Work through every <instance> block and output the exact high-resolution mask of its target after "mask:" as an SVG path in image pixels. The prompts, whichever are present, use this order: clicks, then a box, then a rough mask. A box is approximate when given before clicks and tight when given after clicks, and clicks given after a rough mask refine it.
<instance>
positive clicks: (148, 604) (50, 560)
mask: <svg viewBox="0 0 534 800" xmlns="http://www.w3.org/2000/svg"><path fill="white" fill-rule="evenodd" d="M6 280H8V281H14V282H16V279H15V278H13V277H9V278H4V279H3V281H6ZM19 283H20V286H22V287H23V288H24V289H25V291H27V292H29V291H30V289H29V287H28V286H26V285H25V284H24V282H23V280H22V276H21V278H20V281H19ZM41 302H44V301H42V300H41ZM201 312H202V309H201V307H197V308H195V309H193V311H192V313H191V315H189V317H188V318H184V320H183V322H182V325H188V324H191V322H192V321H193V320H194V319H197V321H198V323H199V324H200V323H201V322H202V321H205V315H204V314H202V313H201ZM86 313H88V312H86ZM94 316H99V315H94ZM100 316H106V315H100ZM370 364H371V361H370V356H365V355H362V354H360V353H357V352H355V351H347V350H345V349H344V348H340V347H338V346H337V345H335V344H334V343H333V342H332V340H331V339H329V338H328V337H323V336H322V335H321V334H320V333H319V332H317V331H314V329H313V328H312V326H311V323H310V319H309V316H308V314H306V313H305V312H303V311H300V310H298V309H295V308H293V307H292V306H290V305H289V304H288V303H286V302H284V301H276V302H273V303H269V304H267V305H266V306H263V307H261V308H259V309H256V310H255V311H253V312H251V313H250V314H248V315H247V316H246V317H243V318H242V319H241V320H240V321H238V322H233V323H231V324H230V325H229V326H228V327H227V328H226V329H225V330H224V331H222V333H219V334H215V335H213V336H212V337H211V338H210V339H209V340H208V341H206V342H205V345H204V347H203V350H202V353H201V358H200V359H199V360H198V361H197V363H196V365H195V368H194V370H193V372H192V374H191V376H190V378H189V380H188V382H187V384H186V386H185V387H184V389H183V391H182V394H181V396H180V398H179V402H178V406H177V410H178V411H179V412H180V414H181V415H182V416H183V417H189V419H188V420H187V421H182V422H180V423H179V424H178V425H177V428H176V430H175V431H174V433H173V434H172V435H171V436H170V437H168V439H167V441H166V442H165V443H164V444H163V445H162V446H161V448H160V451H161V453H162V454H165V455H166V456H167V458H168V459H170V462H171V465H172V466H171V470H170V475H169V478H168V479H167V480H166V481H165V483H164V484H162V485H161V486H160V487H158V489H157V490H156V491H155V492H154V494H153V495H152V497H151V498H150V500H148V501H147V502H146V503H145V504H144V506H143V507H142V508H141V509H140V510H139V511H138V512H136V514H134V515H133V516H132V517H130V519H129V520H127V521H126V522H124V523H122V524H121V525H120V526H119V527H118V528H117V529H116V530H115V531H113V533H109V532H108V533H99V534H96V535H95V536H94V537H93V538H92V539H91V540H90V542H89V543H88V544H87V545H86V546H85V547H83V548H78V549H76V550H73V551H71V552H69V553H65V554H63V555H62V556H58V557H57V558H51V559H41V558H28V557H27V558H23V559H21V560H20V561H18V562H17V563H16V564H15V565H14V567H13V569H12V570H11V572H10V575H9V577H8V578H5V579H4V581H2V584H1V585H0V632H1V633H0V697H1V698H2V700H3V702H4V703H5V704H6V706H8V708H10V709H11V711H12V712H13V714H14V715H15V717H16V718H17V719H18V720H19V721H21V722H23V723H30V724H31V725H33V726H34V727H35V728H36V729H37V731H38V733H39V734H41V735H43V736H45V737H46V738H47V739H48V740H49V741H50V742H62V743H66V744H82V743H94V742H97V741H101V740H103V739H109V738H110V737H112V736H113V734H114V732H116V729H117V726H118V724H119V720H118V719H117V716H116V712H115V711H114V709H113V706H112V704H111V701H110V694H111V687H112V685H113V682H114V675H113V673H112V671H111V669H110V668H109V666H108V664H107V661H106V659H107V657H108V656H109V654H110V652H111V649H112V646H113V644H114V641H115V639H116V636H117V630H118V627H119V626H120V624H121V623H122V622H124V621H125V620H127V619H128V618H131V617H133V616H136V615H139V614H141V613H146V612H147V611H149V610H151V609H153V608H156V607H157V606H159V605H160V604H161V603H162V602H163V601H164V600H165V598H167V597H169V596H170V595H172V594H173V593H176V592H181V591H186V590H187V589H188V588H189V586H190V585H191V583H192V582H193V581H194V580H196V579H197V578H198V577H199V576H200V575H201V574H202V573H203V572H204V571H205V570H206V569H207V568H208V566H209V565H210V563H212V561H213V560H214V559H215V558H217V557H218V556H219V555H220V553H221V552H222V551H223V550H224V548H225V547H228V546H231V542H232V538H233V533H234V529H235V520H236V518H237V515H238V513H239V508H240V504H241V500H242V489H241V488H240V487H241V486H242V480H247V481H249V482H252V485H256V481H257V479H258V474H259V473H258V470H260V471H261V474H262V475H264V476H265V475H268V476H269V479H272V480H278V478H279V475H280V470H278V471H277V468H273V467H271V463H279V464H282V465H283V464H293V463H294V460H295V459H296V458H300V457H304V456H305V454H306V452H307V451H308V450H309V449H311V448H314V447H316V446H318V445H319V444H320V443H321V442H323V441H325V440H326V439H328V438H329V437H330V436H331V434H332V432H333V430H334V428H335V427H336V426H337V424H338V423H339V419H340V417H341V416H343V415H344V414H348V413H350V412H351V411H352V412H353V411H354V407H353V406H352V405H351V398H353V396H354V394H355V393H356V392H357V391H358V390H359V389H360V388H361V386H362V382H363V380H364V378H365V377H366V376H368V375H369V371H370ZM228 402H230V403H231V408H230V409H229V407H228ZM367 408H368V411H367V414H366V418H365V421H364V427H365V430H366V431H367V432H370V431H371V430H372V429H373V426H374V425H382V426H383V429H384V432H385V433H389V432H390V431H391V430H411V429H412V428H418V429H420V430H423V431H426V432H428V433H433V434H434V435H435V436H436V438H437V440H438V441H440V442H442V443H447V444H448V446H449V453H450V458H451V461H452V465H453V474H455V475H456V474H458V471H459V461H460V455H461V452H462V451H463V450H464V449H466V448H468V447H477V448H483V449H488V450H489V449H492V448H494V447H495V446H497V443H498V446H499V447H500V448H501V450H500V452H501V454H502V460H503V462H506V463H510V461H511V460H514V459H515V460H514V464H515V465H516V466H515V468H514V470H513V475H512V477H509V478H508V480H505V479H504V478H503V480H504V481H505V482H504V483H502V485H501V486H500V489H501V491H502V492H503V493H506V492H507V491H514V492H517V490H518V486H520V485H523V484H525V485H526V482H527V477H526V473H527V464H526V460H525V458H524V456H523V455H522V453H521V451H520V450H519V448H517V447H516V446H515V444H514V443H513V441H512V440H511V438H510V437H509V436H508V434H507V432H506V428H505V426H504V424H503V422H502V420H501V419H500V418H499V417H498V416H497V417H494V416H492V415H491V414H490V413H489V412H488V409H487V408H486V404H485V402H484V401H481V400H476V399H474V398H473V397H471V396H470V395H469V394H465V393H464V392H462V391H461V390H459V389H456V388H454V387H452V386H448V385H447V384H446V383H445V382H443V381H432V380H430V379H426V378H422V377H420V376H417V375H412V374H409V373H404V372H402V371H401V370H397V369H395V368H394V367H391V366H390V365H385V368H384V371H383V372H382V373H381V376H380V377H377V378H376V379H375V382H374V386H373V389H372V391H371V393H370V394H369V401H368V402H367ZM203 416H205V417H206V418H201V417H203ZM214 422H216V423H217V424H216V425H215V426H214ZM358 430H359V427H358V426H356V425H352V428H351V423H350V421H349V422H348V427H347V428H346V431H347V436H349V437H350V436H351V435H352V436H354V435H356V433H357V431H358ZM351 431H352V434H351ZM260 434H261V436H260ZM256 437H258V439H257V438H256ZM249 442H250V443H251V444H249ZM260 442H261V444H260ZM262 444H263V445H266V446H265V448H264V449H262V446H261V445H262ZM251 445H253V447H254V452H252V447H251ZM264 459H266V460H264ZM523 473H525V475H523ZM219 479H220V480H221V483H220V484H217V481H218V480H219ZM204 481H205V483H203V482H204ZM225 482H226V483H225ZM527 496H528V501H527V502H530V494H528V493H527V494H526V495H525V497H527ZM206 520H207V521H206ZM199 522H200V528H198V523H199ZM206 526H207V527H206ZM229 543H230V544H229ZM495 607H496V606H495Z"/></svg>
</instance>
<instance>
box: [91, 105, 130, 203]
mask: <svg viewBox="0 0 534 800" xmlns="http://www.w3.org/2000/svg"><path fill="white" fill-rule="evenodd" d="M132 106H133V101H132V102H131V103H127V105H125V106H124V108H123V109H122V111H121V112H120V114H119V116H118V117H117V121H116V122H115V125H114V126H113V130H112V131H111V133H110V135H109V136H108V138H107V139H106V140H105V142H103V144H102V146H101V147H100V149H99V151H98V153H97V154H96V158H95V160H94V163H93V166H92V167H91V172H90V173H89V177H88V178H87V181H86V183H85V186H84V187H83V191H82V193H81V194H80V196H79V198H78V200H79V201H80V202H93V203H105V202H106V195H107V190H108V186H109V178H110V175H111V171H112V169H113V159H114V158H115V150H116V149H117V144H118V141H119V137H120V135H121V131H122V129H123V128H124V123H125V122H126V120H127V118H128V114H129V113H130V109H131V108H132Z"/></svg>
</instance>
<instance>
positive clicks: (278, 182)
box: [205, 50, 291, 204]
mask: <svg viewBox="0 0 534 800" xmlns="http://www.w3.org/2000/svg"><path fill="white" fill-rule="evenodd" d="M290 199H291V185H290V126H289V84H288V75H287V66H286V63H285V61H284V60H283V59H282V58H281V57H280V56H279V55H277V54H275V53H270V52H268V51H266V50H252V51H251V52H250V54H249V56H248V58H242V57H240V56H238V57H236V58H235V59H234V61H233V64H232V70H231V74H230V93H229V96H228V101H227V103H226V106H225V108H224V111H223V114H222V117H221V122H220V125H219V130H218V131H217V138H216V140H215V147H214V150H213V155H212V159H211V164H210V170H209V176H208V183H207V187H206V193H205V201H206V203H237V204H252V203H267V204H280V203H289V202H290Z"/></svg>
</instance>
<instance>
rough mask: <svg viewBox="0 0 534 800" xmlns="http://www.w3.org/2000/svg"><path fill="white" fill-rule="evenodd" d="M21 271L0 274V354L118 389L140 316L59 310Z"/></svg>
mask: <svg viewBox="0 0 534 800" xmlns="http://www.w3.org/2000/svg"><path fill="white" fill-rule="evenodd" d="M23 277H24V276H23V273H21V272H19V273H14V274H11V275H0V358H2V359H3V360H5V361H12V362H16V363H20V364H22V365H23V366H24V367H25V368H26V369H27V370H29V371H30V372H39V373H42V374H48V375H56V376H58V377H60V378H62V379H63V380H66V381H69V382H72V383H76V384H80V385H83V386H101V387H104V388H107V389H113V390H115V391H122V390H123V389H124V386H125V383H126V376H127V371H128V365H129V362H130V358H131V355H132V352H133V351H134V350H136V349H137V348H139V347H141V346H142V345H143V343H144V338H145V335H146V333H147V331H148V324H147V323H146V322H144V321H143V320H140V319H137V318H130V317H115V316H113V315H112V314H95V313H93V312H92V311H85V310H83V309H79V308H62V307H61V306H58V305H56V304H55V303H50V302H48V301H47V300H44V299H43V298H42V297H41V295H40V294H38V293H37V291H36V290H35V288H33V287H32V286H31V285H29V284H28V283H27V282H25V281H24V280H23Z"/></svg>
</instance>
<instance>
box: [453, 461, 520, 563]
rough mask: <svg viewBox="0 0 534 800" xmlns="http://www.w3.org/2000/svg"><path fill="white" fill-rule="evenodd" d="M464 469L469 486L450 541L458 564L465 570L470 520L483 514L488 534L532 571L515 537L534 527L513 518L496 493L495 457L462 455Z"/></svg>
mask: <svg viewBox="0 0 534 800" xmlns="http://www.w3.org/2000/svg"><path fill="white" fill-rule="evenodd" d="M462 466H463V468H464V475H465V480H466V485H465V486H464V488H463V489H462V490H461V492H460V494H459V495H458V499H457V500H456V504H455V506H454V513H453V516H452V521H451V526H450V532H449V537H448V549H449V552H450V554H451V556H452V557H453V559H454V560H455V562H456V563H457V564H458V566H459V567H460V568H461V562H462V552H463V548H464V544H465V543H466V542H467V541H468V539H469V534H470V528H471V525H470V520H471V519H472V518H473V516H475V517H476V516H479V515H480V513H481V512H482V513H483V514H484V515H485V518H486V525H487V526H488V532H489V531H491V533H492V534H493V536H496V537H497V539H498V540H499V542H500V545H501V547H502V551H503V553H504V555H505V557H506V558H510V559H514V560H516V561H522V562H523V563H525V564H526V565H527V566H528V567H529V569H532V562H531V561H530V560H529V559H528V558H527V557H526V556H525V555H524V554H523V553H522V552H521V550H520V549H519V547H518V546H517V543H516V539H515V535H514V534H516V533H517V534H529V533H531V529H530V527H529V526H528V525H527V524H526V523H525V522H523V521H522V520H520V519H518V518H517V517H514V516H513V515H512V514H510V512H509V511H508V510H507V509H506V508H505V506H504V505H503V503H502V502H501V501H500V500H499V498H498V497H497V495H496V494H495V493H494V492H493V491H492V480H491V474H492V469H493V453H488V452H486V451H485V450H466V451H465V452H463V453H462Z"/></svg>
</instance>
== == ==
What needs to be done –
How many lines of the data contain the word "positive"? Answer with the number alone.

Answer box –
2